Dataset excerpts:
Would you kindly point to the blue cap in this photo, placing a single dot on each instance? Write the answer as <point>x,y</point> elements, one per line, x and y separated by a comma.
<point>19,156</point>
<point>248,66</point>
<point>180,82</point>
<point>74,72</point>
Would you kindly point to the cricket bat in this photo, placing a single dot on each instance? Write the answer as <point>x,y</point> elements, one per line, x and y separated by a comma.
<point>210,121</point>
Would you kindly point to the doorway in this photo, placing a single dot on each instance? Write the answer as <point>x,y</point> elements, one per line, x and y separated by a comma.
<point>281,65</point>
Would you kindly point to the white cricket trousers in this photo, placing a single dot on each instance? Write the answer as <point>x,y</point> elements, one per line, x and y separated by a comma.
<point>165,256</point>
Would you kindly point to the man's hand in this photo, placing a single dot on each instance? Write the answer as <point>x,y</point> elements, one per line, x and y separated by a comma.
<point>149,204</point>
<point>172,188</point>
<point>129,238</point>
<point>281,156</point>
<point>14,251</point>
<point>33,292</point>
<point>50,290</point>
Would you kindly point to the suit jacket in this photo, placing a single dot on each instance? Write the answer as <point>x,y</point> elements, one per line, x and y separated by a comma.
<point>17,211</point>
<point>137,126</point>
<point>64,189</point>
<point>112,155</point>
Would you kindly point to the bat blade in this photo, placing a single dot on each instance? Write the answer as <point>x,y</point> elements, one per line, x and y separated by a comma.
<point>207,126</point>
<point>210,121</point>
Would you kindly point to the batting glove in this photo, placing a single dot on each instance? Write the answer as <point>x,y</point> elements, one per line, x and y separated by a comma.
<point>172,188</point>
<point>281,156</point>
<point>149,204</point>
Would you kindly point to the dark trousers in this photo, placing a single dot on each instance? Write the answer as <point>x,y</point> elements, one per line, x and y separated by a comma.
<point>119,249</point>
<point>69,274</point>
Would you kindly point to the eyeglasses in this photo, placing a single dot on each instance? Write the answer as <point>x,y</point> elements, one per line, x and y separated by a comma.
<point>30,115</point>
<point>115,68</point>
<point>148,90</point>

What is expected:
Render the data as a numbered list with blank lines omitted. Begin at the line that contains "Would you kindly point to the batting" and stop after the final line of the data.

Final result:
1. Would you kindly point to the batting glove in this photo, placing a single dot on each instance? Write the answer as <point>x,y</point> elements, one per line, x and y separated by a comma.
2. <point>172,188</point>
3. <point>281,156</point>
4. <point>149,204</point>
5. Would you kindly point to the dark trousers in this photo, placing a single dot on each instance? Write the answer as <point>x,y</point> elements, one per line, x and y separated by a comma.
6. <point>119,249</point>
7. <point>69,274</point>
8. Would you kindly point to the eyeglasses in this photo, placing a single dot on each instance? Write the answer as <point>x,y</point> elements, one per line, x and y separated by a comma.
9. <point>30,115</point>
10. <point>115,68</point>
11. <point>148,90</point>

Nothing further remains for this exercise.